**INSTRUCTIONS TO FOLLOW:** The answer must be every entry, given again word for word.

**RECORD EXTRACTS:**
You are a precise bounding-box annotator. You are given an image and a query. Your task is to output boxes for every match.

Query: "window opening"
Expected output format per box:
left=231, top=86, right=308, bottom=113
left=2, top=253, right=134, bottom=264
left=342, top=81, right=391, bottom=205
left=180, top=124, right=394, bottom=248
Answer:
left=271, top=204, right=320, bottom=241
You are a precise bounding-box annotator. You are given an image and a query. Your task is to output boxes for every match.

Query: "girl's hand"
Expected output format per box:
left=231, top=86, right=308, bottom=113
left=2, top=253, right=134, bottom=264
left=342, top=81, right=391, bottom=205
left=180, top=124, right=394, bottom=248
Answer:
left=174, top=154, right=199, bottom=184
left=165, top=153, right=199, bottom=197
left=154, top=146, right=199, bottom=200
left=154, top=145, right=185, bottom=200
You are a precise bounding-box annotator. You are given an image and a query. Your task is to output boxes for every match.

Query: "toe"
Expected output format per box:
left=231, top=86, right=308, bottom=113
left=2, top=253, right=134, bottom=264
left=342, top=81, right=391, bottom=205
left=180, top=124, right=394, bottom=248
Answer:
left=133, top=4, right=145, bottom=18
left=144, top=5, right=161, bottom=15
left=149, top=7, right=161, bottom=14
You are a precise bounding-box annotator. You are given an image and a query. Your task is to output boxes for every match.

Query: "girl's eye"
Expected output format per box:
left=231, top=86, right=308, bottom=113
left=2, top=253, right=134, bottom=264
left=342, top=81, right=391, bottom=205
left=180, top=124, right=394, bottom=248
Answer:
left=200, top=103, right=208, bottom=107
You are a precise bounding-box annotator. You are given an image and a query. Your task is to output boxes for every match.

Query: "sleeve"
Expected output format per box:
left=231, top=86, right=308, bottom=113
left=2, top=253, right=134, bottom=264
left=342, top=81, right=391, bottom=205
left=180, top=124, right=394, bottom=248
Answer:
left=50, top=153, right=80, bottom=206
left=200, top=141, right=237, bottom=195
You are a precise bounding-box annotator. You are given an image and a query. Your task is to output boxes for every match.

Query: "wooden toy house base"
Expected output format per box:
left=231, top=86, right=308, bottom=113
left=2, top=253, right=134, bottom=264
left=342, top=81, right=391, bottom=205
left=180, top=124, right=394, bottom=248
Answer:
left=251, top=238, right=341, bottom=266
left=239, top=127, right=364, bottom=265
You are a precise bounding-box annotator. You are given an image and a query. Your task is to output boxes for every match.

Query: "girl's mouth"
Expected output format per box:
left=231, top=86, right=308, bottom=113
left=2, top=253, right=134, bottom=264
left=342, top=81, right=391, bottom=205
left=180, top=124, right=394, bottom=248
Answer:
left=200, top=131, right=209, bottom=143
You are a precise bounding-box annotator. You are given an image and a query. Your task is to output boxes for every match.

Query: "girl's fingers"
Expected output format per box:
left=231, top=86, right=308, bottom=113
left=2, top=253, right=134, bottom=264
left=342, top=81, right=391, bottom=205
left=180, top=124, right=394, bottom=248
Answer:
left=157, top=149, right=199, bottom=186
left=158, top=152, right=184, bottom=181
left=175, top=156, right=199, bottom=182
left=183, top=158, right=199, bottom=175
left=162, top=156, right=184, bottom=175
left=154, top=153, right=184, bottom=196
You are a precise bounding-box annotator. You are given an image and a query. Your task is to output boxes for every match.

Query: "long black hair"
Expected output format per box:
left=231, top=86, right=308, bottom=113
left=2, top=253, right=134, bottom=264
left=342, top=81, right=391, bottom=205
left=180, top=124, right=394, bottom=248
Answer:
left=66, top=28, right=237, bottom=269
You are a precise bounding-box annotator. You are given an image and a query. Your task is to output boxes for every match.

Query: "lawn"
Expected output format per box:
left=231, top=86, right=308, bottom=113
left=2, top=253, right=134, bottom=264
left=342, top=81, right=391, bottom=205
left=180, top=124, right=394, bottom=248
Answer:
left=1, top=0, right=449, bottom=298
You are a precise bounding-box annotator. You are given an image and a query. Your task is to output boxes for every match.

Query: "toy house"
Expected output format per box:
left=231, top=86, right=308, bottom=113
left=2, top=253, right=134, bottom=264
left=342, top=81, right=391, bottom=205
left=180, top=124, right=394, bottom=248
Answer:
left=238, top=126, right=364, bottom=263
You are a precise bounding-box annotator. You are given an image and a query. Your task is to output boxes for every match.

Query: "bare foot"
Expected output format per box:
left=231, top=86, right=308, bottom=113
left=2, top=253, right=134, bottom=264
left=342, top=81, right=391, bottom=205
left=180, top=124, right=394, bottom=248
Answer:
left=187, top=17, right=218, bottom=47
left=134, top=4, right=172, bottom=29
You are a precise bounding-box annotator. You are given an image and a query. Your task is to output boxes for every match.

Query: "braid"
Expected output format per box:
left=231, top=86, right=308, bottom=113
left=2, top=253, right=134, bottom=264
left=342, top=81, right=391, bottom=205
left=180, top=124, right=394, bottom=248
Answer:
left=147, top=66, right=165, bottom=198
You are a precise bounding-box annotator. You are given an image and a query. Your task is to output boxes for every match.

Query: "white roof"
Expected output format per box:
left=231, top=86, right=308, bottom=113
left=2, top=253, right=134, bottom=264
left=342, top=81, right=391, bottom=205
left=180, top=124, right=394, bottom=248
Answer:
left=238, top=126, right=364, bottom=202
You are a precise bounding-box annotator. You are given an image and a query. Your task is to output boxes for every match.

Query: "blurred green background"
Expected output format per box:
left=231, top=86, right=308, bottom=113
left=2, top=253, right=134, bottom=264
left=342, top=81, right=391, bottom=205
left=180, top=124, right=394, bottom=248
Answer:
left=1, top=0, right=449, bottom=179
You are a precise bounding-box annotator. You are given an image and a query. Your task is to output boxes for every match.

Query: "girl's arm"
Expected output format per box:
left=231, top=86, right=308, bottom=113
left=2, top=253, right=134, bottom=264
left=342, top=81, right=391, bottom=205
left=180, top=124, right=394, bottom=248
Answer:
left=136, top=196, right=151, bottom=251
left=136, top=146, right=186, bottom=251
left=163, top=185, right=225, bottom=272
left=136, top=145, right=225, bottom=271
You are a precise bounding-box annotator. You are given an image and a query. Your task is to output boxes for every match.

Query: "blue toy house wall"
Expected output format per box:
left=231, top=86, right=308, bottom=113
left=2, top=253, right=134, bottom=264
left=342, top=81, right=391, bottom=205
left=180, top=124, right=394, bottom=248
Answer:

**ANSWER FOR THIS EXERCISE:**
You are a precise bounding-box annotator. You are given an image and a query. Your task is to output boxes for every match.

Query: "window opening"
Expected output format per box:
left=231, top=86, right=308, bottom=113
left=2, top=253, right=134, bottom=264
left=342, top=81, right=391, bottom=205
left=180, top=124, right=394, bottom=248
Answer:
left=271, top=204, right=320, bottom=241
You are a precise bounding-box annotator. You are given an image and a query. Your task is to output boxes for every match.

Query: "girl's hand"
Expected output format per box:
left=231, top=86, right=308, bottom=113
left=2, top=253, right=134, bottom=264
left=342, top=81, right=391, bottom=205
left=180, top=124, right=394, bottom=248
Answer:
left=174, top=154, right=199, bottom=184
left=165, top=153, right=199, bottom=197
left=154, top=146, right=199, bottom=200
left=154, top=145, right=185, bottom=200
You are a precise bounding-box annotator. You are given an image and a query. Your task is to output boxes for every match.

Query: "toe"
Expected output format per box:
left=231, top=86, right=308, bottom=113
left=2, top=253, right=134, bottom=264
left=342, top=81, right=391, bottom=205
left=180, top=124, right=394, bottom=248
Answer:
left=133, top=4, right=145, bottom=18
left=144, top=5, right=161, bottom=15
left=149, top=7, right=161, bottom=14
You are a precise bounding-box annotator. You are given an image and a query. Your task is to output boxes for every match.

Query: "girl's eye"
Expected output format per box:
left=231, top=86, right=308, bottom=113
left=2, top=253, right=134, bottom=264
left=342, top=81, right=391, bottom=205
left=180, top=124, right=394, bottom=248
Answer:
left=200, top=103, right=208, bottom=107
You are a precise bounding-box annotator. You are given an image and a query. Your task is to output boxes for every match.

Query: "sleeve"
Expected output format per box:
left=231, top=86, right=308, bottom=113
left=2, top=253, right=134, bottom=264
left=342, top=81, right=391, bottom=205
left=180, top=124, right=394, bottom=248
Answer:
left=50, top=153, right=80, bottom=206
left=200, top=141, right=237, bottom=195
You are a precise bounding-box annotator. You are given an image and a query. Your task is to output boxes for every match.

Query: "wooden toy house base"
Expected output format per box:
left=231, top=86, right=308, bottom=113
left=2, top=253, right=134, bottom=264
left=342, top=81, right=391, bottom=205
left=180, top=124, right=394, bottom=248
Answer:
left=251, top=238, right=341, bottom=266
left=239, top=127, right=364, bottom=265
You are a precise bounding-box annotator. You are given an image and a query. Your task is to output boxes for every match.

Query: "girl's mouth"
Expected output format per box:
left=231, top=86, right=308, bottom=113
left=2, top=253, right=134, bottom=264
left=342, top=81, right=391, bottom=205
left=180, top=124, right=394, bottom=248
Answer:
left=200, top=131, right=209, bottom=143
You are a precise bounding-box annotator. You are given an image and a query. Your task is to output boxes for every match.

Query: "girl's fingers"
Expected output format per box:
left=231, top=86, right=308, bottom=113
left=2, top=253, right=134, bottom=264
left=342, top=81, right=391, bottom=205
left=180, top=124, right=394, bottom=248
Answer:
left=157, top=149, right=199, bottom=186
left=158, top=152, right=184, bottom=181
left=175, top=156, right=199, bottom=182
left=183, top=158, right=199, bottom=175
left=162, top=156, right=184, bottom=175
left=154, top=153, right=184, bottom=196
You are a precise bounding-box annotator. You are given an image and a query. Your task is to output boxes for every match.

Query: "long black hair"
Expected output format per box:
left=231, top=86, right=308, bottom=113
left=2, top=253, right=134, bottom=264
left=342, top=81, right=391, bottom=205
left=180, top=124, right=394, bottom=248
Answer:
left=66, top=28, right=237, bottom=269
You are a precise bounding-box annotator. You are given an image and a query. Your task is to output boxes for every match.

Query: "lawn"
Expected output format per box:
left=231, top=86, right=308, bottom=113
left=2, top=253, right=134, bottom=264
left=342, top=81, right=391, bottom=205
left=180, top=124, right=394, bottom=248
Answer:
left=1, top=0, right=449, bottom=298
You are a precise bounding-box annotator. You are given an image and a query. Your task is to output boxes for every match.

Query: "toy house"
Expected output format per box:
left=231, top=86, right=308, bottom=113
left=2, top=253, right=134, bottom=264
left=342, top=81, right=391, bottom=205
left=180, top=124, right=394, bottom=248
Answer:
left=238, top=126, right=364, bottom=263
You are a precise bounding-box annotator. You are given an image and a query. Your task is to output boxes for every match.

Query: "bare foot"
Expected output format per box:
left=231, top=86, right=308, bottom=113
left=2, top=253, right=134, bottom=264
left=342, top=81, right=391, bottom=205
left=180, top=124, right=394, bottom=248
Answer:
left=187, top=17, right=218, bottom=47
left=134, top=4, right=172, bottom=29
You are a precise bounding-box annotator. You are given an image and a query. Your task is to output boxes for every match.

Query: "braid"
Expected output format per box:
left=231, top=86, right=308, bottom=113
left=2, top=253, right=134, bottom=264
left=342, top=81, right=391, bottom=205
left=180, top=124, right=394, bottom=248
Answer:
left=147, top=66, right=165, bottom=198
You are a precise bounding-box annotator. You are given an image and a query. Your task is to output boxes for every match.

Query: "white roof"
Expected output format per box:
left=231, top=86, right=308, bottom=113
left=2, top=253, right=134, bottom=264
left=342, top=81, right=391, bottom=205
left=180, top=124, right=394, bottom=248
Answer:
left=238, top=126, right=364, bottom=202
You are a precise bounding-box annotator. You are given an image and a query. Your task is to output boxes for every match.

Query: "blurred green background"
Expected output format per box:
left=231, top=86, right=308, bottom=113
left=2, top=253, right=134, bottom=264
left=342, top=81, right=391, bottom=205
left=180, top=124, right=394, bottom=248
Answer:
left=1, top=0, right=449, bottom=179
You are a precise bounding-box annotator. You are given an image and a query. Your task is to output boxes for every match.

Query: "girl's arm"
Expected output format per box:
left=231, top=86, right=308, bottom=113
left=2, top=253, right=134, bottom=264
left=342, top=81, right=391, bottom=205
left=180, top=124, right=394, bottom=248
Answer:
left=136, top=196, right=151, bottom=251
left=136, top=146, right=186, bottom=251
left=163, top=185, right=225, bottom=272
left=136, top=145, right=225, bottom=271
You are a precise bounding-box annotator. You are given an image and a query. Your task is to output boxes for every match.

Query: "blue toy house wall"
Expected output format per box:
left=231, top=86, right=308, bottom=113
left=2, top=253, right=134, bottom=264
left=342, top=81, right=391, bottom=205
left=180, top=124, right=394, bottom=248
Answer:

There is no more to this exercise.